Work to complete
Pictures are not part of the copy; reproduce the remaining data exactly.

Excerpted data
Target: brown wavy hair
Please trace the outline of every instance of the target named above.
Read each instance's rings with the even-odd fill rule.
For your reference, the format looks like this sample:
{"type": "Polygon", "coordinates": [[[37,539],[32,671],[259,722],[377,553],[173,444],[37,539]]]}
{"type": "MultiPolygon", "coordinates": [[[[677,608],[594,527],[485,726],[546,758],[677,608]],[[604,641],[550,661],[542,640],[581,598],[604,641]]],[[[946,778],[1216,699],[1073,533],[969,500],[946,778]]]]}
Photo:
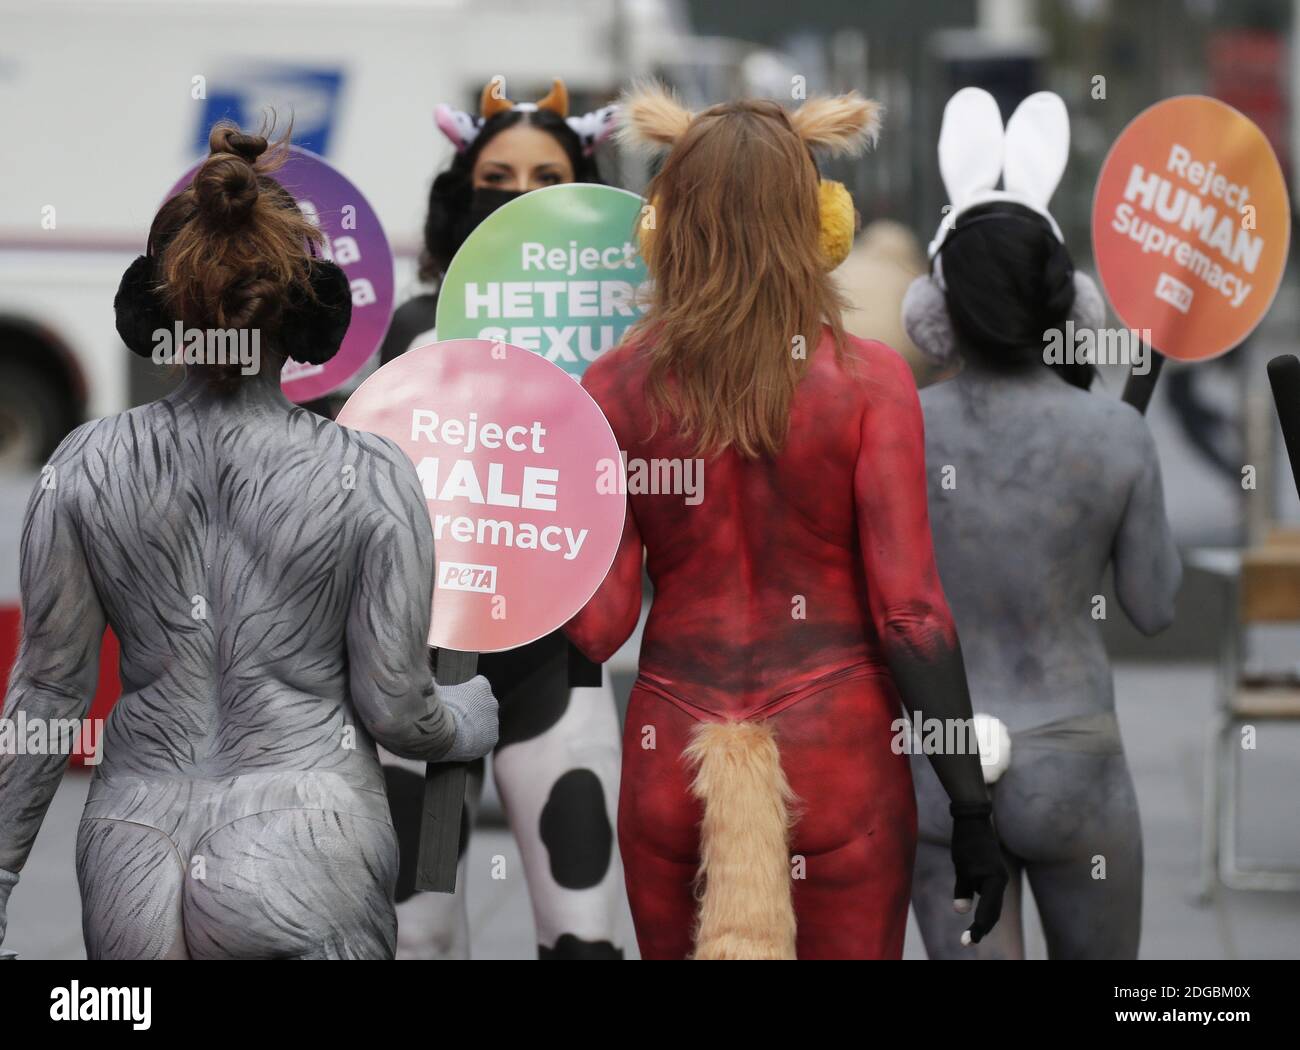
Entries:
{"type": "MultiPolygon", "coordinates": [[[[257,329],[264,352],[275,350],[290,299],[315,299],[311,253],[323,243],[270,174],[288,158],[292,130],[271,144],[266,125],[253,135],[218,122],[207,160],[149,229],[148,251],[158,259],[171,315],[193,328],[257,329]]],[[[241,379],[238,363],[202,367],[220,389],[241,379]]]]}
{"type": "MultiPolygon", "coordinates": [[[[874,120],[875,104],[856,102],[873,107],[874,120]]],[[[695,115],[674,109],[675,99],[658,89],[625,105],[633,137],[671,145],[646,190],[655,223],[646,260],[652,285],[632,330],[651,358],[654,425],[672,417],[703,455],[729,447],[775,455],[823,324],[836,354],[844,349],[844,302],[821,253],[808,131],[762,99],[695,115]]],[[[846,141],[873,133],[867,123],[836,133],[846,141]]]]}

Your response
Target: brown wavy hair
Please trace the outline of every instance of the target named above.
Read each instance's rings with the even-odd fill rule.
For your reference, the format looks like this sample:
{"type": "Polygon", "coordinates": [[[37,539],[32,671],[259,722],[377,553],[173,444],[37,539]]]}
{"type": "MultiPolygon", "coordinates": [[[[677,608],[594,527],[485,726],[546,758],[677,608]],[[604,641],[550,661],[542,640],[581,598],[604,641]]],[[[946,778],[1216,699],[1073,533],[969,500],[946,778]]]]}
Photo:
Entries:
{"type": "MultiPolygon", "coordinates": [[[[257,329],[264,352],[275,350],[290,299],[315,299],[311,253],[323,243],[270,174],[288,158],[292,130],[271,144],[266,125],[253,135],[218,122],[207,160],[149,229],[148,251],[158,259],[171,315],[193,328],[257,329]]],[[[241,379],[238,363],[202,367],[220,389],[241,379]]]]}
{"type": "MultiPolygon", "coordinates": [[[[874,120],[875,104],[856,102],[873,107],[874,120]]],[[[695,115],[674,109],[675,99],[658,89],[625,105],[633,137],[671,145],[646,190],[655,223],[646,260],[652,285],[632,330],[651,358],[654,425],[672,417],[703,455],[729,447],[775,455],[823,324],[836,354],[844,349],[844,302],[821,253],[808,131],[762,99],[695,115]]],[[[846,141],[873,133],[867,123],[836,133],[846,141]]]]}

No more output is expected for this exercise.